═══ Dataset

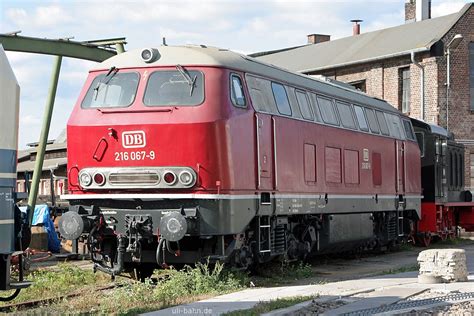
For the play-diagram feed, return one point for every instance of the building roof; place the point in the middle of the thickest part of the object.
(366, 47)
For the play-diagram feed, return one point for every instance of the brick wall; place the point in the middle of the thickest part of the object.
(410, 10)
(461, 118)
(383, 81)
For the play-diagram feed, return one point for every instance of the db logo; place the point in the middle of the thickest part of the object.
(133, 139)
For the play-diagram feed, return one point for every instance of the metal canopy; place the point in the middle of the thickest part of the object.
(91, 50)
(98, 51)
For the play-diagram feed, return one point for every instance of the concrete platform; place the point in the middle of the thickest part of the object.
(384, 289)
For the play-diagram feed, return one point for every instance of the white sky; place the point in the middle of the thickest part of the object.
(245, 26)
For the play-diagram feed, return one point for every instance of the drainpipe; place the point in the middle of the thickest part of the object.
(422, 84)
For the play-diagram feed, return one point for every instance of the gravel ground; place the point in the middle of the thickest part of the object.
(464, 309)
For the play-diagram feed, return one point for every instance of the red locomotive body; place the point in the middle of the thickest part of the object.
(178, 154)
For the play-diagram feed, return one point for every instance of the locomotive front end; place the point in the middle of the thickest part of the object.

══════
═══ Dataset

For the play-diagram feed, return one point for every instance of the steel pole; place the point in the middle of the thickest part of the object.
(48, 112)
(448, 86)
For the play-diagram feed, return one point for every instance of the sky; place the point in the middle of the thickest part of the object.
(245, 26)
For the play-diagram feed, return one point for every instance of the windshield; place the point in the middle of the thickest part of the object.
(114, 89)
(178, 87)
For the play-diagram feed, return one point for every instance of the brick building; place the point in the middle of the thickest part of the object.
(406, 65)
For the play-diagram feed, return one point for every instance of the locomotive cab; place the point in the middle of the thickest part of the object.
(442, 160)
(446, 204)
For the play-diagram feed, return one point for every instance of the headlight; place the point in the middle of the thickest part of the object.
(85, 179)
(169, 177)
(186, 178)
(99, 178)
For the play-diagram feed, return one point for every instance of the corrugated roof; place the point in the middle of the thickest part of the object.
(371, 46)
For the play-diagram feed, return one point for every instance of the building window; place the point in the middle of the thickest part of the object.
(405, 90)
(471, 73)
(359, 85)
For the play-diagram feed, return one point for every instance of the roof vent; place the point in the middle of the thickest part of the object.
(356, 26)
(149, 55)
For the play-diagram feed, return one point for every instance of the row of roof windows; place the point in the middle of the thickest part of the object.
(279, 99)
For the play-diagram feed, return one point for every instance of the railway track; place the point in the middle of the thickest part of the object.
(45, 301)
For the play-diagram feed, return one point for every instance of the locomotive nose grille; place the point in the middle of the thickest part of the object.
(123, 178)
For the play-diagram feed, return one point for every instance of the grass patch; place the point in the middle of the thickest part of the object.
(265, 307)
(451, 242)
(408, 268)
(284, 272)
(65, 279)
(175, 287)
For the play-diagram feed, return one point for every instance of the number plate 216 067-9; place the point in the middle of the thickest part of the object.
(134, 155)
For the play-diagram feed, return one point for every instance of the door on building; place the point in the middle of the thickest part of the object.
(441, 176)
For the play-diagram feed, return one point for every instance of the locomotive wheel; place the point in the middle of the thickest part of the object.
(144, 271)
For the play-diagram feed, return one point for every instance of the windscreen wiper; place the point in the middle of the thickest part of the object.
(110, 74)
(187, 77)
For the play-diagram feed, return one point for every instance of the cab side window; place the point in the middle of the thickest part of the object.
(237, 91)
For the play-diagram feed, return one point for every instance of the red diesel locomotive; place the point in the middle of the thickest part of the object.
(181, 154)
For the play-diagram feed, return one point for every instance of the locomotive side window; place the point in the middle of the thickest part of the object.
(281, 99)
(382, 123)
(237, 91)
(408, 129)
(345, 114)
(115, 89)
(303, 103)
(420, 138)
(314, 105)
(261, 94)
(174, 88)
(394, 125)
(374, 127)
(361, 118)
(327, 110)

══════

# Directive:
Format as a Markdown table with columns Position and Text all the rows from the one containing "the red locomotive" down to the one containing "the locomotive front", inclusive. Leave out blank lines and include nothing else.

# Exercise solution:
| Position | Text |
|---|---|
| 1 | For the play-diagram feed, return one point for every instance of the red locomotive body; place the point in the middle of the thickest part of the object. |
| 2 | (178, 154) |
| 3 | For the play-diagram feed, return one point for every instance of the locomotive front end; place the point in the middle of the thickest part of the object. |